══ Supplied passage

Additional get_random_* ideas

From: George Spelvin
Date: Wed Apr 15 2020 - 06:41:38 EST


I've done a bunch of hacking on get_random_uXX, and I recently
thought of another possible way to reduce its cost. I'd like to
ask for some second opinions on whether it's worth pursuing.

It takes around 1716 cycles to perform a chacha_block_generic()
operation (without SSE) on my machine. That's 3.35 cycles per bit,
so reducing the number of bits consumed per output is worth something.

It's not too difficult to extend my technique for merging the u32 and
u64 batch pools into one that can return an arbitrary number of bits.
This has a secondary benefit of merging a lot of duplicate code in
get_random_u32() and get_random_u64().

There are a few direct applications for this (several places in the
infiniband code want 24 bits), and get_random_max() can ask for an
appropriate number of bits.

I've worked out the math for the most efficient way to generate random
numbers in an arbitrary range. E.g. to generate a number uniformly
distributed mod 5, we can generate 3 random bits and retry with
probability 3/8 (expected # of bits = 3 * 8/5 = 4.8), or 4 random bits and
retry with probability 1/16 (expected # of bits 4 * 16/15 = 4.266).
Generating 7 random bits and retrying with probability 3/128 is not worth
it (expected # of bits 7 * 128/125 = 7.168), but increasing the cost per
attempt to account for other overhead might change that.

════
══ Record set

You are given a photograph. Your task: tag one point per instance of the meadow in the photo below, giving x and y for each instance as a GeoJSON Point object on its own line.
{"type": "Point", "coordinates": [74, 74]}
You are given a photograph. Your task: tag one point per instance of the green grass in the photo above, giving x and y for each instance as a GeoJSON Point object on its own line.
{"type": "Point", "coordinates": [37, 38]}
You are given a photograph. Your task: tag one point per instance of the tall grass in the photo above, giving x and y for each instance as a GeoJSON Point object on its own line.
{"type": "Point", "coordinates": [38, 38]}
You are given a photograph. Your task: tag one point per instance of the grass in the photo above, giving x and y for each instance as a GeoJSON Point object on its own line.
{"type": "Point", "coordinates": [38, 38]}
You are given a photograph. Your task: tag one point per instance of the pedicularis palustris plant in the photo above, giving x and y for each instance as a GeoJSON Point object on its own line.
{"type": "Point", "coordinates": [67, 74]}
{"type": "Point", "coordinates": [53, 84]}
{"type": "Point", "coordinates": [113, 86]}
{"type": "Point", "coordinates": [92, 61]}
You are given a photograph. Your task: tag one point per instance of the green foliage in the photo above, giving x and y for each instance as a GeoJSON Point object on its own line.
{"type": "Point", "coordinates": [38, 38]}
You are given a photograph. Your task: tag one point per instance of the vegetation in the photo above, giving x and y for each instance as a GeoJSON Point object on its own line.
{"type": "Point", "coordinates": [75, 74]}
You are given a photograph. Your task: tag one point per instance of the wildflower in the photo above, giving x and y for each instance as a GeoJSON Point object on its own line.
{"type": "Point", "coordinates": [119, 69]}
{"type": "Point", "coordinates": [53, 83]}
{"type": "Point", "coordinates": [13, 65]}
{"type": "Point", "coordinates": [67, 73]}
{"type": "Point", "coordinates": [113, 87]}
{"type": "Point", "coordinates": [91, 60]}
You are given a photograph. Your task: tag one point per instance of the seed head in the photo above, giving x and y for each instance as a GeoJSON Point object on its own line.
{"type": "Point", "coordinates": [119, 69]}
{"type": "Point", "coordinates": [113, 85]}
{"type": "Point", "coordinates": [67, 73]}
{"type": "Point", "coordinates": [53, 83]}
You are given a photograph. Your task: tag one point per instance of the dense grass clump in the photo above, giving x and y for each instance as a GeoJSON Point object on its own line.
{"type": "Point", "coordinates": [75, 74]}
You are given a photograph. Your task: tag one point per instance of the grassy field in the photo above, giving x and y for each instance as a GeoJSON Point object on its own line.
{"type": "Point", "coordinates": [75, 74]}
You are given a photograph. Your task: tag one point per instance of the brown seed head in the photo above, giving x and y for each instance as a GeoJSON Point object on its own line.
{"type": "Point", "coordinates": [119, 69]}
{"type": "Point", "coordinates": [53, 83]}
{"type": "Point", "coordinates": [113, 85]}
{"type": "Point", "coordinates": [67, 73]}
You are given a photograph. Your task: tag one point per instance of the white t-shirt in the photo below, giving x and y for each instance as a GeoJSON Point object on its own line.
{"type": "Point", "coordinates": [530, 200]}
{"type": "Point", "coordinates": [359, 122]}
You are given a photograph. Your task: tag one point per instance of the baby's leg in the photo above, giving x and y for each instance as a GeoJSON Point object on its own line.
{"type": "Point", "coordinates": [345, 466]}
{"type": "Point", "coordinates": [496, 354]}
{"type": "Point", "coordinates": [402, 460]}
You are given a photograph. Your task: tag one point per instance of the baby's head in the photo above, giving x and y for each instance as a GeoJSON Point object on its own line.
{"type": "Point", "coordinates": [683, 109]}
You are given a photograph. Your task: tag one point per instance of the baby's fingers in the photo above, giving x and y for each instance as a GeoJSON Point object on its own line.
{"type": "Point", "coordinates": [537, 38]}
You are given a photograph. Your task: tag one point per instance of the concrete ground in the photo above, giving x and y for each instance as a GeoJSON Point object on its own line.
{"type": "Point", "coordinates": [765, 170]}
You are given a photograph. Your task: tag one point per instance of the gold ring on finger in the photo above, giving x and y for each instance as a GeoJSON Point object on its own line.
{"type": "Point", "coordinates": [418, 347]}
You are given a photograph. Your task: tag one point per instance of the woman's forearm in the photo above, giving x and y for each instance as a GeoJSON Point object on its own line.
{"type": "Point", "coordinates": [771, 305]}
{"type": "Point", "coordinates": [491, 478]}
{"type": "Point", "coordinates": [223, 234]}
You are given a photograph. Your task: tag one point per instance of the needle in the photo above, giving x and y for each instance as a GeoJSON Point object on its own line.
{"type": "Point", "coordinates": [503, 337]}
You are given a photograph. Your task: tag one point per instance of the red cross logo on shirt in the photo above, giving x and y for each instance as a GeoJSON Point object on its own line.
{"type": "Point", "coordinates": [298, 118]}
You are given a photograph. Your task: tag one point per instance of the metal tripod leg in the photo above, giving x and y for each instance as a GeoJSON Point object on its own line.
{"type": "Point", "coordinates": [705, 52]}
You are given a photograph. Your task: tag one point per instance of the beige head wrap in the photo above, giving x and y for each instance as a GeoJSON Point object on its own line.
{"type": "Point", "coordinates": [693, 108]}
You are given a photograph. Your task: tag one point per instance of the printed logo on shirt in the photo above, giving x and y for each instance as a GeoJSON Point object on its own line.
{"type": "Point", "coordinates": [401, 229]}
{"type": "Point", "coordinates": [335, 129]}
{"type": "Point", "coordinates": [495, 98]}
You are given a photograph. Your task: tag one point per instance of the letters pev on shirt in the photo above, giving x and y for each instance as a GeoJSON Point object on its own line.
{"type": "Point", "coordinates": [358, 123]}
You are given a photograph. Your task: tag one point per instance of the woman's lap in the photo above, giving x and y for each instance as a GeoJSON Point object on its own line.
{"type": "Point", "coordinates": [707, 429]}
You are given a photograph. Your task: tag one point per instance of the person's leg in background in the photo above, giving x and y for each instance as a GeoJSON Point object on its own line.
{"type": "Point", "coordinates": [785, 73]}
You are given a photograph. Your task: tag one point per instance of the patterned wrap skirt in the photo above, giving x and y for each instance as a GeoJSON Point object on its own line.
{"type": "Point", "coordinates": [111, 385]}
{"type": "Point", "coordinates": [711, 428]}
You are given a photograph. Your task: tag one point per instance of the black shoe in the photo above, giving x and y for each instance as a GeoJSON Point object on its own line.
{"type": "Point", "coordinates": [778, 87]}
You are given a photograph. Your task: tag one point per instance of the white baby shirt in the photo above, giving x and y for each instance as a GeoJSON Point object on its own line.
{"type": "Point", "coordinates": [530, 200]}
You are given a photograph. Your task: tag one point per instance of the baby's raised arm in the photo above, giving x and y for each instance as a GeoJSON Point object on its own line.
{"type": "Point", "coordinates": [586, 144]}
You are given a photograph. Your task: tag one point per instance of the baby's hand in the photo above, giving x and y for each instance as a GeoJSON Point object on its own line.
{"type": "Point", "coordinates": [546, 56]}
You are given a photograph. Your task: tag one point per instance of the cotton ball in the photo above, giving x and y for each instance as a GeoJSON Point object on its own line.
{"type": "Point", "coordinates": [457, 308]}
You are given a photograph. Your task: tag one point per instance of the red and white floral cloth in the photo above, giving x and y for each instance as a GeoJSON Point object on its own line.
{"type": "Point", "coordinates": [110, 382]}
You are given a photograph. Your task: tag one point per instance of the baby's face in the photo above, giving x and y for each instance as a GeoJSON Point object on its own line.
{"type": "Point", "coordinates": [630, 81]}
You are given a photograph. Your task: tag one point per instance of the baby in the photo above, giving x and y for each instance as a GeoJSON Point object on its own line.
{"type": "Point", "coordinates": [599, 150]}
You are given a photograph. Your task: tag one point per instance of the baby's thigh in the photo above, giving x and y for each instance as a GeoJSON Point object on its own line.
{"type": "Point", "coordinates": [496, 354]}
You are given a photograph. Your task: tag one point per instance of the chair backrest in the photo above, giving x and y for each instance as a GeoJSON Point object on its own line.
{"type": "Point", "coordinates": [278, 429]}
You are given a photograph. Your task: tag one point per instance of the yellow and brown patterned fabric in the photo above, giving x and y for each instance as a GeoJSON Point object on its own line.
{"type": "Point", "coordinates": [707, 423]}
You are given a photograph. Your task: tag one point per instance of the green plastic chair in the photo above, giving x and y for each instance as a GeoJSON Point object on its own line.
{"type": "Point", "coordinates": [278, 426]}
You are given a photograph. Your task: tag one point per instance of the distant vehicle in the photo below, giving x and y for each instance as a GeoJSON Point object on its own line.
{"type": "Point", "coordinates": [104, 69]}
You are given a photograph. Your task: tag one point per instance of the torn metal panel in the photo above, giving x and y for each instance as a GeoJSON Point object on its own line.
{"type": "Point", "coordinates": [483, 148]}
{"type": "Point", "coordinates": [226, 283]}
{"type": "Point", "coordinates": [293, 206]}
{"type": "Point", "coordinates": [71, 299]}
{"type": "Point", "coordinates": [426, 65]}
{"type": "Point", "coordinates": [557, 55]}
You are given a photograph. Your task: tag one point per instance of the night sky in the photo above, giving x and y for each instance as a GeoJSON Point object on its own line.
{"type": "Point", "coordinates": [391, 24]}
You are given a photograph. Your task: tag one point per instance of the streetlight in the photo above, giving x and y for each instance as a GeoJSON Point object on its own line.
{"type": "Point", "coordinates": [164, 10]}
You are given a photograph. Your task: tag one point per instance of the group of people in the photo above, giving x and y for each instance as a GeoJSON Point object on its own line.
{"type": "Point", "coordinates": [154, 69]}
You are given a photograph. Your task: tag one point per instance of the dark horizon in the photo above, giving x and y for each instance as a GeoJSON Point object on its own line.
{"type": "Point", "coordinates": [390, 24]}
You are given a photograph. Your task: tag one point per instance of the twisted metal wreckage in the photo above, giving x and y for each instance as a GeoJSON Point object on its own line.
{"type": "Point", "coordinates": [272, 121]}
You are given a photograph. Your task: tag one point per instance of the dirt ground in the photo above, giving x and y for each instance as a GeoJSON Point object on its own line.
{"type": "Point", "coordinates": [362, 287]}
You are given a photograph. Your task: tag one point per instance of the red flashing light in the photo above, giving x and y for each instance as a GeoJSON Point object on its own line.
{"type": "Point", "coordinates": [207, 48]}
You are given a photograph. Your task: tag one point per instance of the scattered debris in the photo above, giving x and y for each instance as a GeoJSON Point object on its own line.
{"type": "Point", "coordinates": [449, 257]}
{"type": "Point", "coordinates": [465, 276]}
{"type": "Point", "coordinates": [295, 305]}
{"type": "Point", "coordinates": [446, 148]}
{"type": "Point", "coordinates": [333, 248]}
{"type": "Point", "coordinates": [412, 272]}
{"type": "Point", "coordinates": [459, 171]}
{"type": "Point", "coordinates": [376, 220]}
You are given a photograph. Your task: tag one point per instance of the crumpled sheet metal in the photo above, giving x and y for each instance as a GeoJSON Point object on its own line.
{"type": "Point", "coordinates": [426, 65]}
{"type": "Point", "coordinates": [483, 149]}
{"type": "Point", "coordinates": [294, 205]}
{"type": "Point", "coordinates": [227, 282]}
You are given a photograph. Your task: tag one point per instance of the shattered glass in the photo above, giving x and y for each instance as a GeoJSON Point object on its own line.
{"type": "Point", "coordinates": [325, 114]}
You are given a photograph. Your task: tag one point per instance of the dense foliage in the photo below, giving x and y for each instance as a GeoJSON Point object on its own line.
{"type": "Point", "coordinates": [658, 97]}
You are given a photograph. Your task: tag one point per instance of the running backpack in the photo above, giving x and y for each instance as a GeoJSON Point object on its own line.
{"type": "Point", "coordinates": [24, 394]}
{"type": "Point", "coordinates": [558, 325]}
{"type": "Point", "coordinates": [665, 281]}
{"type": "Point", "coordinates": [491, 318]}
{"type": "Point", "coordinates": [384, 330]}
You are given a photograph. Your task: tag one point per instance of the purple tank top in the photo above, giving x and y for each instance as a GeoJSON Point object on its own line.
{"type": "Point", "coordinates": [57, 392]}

════

__Work to complete__:
**a.** According to the get_random_* post, about how many cycles does a chacha_block_generic() operation take on the poster's machine without SSE?
**b.** List every function name that the get_random_* post writes with parentheses.

__Correct answers__:
**a.** Around 1716 cycles.

**b.** chacha_block_generic(), get_random_u32(), get_random_u64(), get_random_max()